* **Given passage**:
10 movies for summer 2023: From ‘Indiana Jones’ and ‘Barbie’ to some smaller gems

Persistent COVID cases aside: The pandemic must be over, because look at “The Super Mario Bros. Movie!” It’s made $1.2 billion worldwide. Where babysitter movies point the way to recovery — the movies that serve as babysitters, that is — an entire entertainment industry prays for many more to follow.

The summer of ‘23 may be reliant on the customary franchises and name brands, as you’ll see below. But if a film as lovely and near-perfect as Celine Song’s debut feature “Past Lives” can likewise qualify as a summer picture, going by the June-August calendar, then a summer place sounds pretty good to me.

Here are 10 on the horizon, most not yet screened as of press time. Release dates vary by market.

“Past Lives” (June 2): A beautiful romantic triangle spanning nations (South Korea, America) and three decades, this one’s about a writer (Greta Lee), her childhood sweetheart (Teo Yoo) and her husband (John Magaro). Without wasting a frame or a word, writer-director Celine Song offers a steadily absorbing matter of three hearts in close proximity.

“Asteroid City” (June 16): Set in 1955, Wes Anderson’s latest concocts a fictional, Roswell-esque desert town, where the “Junior Stargazer/Space Cadet” convention experiences a disruption of epic proportions. Anderson has assembled a typically epic star ensemble, including Tom Hanks, Margot Robbie, Edward Norton, Tilda Swinton, Hong Chau, Steve Carell, Jeffrey Wright, Scarlett Johansson, Jeff Goldblum — actually it’s easier to list actors not in “Asteroid City.”

“The Blackening” (June 16): A horror film studies seminar, under the gun! When seven Black friends share a remote cabin together, a killer tests their knowledge of horror movie tropes and racial biases in director Tim Story’s thriller comedy. Or comedy thriller. It’s a thromedy!

* **Data section**:

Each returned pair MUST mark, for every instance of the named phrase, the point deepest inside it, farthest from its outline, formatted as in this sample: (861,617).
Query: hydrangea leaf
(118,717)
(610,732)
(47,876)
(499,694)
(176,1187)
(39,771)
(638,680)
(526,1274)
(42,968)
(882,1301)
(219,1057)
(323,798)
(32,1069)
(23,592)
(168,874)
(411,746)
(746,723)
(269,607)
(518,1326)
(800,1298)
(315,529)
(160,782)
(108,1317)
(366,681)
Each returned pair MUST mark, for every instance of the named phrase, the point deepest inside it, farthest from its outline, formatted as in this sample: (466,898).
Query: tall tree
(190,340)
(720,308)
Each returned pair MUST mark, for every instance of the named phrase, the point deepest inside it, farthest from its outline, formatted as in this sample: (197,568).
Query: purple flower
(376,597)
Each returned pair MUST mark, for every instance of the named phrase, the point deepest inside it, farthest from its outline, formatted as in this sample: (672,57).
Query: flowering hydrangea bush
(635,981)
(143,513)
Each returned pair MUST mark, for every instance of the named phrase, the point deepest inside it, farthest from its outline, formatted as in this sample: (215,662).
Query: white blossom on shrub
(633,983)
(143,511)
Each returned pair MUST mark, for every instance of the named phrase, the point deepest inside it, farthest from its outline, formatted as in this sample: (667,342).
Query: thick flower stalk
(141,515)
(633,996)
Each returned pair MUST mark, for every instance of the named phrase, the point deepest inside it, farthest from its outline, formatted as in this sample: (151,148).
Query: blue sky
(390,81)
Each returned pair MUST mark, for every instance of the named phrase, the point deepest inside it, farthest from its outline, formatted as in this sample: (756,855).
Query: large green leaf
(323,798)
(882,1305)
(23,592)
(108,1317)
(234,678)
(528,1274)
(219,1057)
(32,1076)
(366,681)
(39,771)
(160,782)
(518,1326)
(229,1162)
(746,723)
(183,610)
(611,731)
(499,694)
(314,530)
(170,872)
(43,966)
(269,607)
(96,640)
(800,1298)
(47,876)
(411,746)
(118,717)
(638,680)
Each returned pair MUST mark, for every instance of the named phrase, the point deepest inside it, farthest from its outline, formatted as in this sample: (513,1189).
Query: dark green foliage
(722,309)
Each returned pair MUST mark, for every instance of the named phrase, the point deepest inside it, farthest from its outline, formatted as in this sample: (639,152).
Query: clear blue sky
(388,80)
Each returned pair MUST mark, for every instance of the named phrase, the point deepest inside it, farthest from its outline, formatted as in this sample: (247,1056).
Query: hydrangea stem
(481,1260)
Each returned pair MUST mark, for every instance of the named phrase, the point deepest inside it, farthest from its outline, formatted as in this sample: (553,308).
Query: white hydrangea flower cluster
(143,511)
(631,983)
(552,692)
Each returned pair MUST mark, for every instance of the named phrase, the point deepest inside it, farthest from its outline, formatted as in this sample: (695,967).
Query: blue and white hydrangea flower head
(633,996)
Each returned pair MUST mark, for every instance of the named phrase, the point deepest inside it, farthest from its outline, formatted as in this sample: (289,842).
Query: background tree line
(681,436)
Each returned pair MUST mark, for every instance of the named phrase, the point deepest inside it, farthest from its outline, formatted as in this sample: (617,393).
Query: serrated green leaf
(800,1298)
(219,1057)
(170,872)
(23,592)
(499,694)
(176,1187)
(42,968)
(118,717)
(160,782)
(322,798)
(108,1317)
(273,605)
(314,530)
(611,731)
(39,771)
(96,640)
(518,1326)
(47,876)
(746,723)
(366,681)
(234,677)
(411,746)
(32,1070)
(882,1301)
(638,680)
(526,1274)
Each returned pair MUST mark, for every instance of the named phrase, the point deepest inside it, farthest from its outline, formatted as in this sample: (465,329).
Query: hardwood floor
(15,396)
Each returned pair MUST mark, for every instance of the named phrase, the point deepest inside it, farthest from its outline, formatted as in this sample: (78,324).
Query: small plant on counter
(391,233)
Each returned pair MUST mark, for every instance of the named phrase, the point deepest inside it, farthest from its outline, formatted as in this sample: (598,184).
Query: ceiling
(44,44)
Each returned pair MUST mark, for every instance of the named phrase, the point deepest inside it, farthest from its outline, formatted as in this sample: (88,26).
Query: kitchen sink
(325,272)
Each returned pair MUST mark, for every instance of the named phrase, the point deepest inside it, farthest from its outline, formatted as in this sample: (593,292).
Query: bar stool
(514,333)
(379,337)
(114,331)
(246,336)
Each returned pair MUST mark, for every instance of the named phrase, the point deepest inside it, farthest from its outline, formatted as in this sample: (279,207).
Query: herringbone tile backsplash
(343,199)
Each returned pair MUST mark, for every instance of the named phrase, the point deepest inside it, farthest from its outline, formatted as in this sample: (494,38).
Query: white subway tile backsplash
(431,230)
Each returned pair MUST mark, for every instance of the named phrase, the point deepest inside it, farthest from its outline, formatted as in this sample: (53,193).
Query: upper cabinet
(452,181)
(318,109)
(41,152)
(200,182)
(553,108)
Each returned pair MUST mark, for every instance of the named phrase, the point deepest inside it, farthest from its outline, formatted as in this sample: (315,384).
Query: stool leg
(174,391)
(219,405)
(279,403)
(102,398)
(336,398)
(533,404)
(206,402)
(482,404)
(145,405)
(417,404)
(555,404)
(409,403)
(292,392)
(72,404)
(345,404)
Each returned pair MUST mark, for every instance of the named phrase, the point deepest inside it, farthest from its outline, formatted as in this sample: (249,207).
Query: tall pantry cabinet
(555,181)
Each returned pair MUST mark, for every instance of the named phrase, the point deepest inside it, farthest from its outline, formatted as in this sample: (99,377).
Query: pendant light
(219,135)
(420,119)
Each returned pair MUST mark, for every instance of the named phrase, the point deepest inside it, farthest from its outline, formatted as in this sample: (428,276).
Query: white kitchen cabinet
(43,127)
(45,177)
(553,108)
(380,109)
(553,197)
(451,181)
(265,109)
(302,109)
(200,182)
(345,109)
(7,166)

* * *

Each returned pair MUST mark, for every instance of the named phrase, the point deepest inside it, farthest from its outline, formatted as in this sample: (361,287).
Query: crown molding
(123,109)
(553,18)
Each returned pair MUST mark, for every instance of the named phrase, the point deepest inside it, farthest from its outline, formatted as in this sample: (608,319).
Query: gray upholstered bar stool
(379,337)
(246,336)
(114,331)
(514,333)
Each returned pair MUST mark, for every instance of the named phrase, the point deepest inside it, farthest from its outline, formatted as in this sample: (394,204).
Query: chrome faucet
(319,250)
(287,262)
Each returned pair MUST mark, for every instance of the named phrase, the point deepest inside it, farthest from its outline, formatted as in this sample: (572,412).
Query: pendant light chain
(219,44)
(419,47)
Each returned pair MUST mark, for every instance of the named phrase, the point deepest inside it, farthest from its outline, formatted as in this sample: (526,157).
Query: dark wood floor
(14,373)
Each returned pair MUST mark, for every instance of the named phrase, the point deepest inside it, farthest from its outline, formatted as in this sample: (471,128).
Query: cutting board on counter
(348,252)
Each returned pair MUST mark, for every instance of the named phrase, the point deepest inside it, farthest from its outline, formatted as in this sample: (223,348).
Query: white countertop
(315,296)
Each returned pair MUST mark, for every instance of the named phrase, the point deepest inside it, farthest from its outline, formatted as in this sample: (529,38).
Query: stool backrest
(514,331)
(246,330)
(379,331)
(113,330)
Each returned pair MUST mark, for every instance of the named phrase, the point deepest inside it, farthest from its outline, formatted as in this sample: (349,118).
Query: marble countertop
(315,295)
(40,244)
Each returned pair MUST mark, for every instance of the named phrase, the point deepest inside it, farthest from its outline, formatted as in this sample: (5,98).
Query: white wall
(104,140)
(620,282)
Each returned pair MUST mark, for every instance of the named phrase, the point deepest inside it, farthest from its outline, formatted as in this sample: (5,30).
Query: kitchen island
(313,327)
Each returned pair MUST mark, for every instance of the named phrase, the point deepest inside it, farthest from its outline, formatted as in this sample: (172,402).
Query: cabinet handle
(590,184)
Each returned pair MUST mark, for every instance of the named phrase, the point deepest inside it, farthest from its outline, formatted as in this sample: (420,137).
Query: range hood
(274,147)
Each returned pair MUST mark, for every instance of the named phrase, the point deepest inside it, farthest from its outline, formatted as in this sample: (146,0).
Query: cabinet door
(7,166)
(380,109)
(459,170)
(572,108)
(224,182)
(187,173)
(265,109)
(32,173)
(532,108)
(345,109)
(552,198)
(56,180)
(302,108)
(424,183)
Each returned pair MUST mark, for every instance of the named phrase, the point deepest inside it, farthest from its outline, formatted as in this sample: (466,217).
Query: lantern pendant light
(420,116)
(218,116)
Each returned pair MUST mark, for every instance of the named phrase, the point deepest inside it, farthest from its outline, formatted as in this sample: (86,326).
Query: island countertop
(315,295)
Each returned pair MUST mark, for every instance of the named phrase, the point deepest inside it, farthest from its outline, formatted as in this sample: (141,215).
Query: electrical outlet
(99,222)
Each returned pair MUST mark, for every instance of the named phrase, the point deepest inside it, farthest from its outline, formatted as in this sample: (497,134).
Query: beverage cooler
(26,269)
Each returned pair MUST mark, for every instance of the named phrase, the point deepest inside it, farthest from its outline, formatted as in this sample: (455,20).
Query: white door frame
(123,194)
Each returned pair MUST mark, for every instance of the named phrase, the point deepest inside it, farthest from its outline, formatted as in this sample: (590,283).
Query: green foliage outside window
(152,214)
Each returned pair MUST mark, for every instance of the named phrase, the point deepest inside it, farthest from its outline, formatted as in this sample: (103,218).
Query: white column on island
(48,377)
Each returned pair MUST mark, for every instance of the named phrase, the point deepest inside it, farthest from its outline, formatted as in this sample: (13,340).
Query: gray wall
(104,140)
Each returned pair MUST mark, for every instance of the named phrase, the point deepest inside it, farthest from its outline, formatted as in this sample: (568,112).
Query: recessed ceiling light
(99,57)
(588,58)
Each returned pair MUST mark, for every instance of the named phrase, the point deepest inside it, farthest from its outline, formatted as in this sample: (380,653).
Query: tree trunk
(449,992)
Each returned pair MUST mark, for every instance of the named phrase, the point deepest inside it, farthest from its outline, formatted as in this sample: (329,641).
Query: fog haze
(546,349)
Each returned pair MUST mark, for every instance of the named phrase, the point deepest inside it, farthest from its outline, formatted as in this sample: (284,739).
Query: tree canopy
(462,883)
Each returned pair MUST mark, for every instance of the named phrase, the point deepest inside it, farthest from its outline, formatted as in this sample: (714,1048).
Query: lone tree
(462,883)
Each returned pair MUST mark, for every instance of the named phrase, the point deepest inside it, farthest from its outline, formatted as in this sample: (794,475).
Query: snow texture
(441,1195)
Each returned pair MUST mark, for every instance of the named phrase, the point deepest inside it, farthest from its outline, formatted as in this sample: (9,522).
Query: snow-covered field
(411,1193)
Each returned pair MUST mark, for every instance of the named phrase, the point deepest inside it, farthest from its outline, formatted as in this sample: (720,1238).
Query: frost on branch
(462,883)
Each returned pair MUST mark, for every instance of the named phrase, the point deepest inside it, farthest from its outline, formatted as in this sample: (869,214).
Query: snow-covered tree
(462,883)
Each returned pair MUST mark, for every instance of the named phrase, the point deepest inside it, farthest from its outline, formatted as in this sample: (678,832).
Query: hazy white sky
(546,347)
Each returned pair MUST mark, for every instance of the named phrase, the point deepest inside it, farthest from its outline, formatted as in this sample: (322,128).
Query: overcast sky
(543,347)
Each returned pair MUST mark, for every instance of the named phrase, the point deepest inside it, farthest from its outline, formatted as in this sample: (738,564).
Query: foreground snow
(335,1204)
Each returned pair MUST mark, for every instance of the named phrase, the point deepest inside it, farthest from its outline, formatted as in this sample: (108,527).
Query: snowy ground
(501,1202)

* **Assignment A**:
According to the summer movies article, in what year is "Asteroid City" set?
* **Assignment B**:
Write out a passage of the summer movies article word for word, beginning at the words "Persistent COVID cases" and stopping after the words "vary by market.".
The entries are not needed for any of this work.

* **Answer space A**:
1955

* **Answer space B**:
Persistent COVID cases aside: The pandemic must be over, because look at “The Super Mario Bros. Movie!” It’s made $1.2 billion worldwide. Where babysitter movies point the way to recovery — the movies that serve as babysitters, that is — an entire entertainment industry prays for many more to follow.

The summer of ‘23 may be reliant on the customary franchises and name brands, as you’ll see below. But if a film as lovely and near-perfect as Celine Song’s debut feature “Past Lives” can likewise qualify as a summer picture, going by the June-August calendar, then a summer place sounds pretty good to me.

Here are 10 on the horizon, most not yet screened as of press time. Release dates vary by market.